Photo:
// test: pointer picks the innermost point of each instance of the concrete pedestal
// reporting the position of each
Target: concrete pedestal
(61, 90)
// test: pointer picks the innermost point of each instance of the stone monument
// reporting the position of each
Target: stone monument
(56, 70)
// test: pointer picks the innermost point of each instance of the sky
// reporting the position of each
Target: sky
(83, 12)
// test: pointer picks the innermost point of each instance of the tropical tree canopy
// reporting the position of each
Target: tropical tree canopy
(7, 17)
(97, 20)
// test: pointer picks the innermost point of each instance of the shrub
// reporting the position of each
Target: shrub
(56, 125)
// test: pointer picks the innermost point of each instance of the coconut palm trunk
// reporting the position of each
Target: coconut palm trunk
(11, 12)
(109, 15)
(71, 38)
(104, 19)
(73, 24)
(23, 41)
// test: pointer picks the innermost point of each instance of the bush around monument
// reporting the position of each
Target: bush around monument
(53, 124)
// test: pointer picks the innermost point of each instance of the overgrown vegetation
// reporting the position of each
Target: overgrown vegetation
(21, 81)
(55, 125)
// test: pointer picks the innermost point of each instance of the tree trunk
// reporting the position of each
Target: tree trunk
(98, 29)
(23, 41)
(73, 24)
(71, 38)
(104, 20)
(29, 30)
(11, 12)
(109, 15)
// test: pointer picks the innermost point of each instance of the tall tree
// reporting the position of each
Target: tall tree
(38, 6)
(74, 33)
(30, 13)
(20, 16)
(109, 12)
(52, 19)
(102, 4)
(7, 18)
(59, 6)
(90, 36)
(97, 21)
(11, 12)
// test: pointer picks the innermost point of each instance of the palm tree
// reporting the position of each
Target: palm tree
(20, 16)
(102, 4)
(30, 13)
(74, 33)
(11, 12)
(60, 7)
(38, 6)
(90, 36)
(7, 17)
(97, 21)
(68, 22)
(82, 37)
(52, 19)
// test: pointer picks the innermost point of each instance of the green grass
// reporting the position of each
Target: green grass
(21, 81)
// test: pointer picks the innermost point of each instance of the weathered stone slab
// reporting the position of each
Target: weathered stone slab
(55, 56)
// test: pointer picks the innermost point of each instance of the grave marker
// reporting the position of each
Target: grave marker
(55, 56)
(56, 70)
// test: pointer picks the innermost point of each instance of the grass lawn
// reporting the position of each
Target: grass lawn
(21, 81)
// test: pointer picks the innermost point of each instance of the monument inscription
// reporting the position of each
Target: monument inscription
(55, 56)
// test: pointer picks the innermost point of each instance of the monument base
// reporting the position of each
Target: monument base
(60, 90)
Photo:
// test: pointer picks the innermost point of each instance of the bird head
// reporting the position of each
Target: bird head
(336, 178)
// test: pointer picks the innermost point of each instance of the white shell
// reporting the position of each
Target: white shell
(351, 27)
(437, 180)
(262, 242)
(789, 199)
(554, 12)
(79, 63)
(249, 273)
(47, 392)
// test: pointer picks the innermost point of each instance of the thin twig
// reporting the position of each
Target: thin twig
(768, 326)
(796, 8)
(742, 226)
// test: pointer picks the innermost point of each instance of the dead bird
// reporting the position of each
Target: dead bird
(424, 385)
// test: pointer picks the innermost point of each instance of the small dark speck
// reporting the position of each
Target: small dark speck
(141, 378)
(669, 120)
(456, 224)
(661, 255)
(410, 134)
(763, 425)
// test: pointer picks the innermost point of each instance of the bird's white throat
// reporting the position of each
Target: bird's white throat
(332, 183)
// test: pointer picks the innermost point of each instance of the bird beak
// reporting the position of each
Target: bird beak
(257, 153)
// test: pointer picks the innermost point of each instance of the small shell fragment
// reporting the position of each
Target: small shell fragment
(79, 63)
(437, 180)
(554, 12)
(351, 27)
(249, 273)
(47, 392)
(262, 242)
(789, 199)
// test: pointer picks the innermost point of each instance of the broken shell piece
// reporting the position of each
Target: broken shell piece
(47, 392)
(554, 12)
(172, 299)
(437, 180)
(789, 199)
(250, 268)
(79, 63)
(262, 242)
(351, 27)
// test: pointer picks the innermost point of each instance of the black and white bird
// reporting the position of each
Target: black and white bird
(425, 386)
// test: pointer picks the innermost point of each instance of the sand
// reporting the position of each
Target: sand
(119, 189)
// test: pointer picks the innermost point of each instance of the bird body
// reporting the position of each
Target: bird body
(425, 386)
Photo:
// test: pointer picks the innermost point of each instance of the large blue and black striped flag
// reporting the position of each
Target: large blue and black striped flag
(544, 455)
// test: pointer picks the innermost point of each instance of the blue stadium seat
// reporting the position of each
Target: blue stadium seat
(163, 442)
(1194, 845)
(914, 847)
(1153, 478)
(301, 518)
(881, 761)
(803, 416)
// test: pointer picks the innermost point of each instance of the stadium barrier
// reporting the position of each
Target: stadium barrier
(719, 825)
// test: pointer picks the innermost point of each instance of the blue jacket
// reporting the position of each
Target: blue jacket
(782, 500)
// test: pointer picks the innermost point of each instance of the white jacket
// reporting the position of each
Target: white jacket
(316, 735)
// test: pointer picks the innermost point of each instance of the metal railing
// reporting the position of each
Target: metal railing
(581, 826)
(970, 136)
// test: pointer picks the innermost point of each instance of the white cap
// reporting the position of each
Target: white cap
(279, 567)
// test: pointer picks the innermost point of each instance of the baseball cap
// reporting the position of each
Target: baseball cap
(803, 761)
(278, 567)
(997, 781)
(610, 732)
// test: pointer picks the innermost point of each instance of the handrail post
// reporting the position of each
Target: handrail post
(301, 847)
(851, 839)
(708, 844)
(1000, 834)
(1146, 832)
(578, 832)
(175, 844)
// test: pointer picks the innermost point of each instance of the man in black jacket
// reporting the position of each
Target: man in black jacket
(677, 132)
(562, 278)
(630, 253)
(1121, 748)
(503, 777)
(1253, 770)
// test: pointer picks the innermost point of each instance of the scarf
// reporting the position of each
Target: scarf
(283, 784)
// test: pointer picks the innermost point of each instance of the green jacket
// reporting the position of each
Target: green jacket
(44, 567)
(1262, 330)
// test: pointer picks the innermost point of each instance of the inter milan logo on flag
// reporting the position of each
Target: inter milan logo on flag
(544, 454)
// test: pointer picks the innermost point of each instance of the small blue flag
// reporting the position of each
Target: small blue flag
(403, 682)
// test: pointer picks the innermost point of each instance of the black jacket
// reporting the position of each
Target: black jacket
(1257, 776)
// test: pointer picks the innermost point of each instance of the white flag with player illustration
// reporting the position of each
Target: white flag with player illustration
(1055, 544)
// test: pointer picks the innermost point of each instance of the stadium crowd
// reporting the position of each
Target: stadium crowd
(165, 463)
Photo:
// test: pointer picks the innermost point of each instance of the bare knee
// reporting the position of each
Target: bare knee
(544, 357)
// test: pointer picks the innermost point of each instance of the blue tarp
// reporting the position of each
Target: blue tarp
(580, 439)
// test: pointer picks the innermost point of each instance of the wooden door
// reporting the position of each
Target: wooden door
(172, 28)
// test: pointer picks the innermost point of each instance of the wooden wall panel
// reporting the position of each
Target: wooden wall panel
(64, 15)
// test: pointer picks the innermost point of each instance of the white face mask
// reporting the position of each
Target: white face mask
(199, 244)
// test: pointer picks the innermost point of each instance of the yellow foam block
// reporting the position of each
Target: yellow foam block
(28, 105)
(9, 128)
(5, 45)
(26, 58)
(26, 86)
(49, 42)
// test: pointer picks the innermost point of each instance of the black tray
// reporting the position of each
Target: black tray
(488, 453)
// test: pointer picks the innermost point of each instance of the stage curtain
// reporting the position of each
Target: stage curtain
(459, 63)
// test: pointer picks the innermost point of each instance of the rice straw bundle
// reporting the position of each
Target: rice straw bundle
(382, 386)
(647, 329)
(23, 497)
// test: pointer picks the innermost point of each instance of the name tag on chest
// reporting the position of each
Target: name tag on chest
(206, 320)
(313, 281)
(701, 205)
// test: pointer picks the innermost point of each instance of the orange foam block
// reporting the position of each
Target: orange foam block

• **Exercise prompt**: All lines in the entries above that include "orange" should be found and copied.

• **Result of the task**:
// test: pointer picks the innermost point of each instance of the orange foam block
Target: orange foam block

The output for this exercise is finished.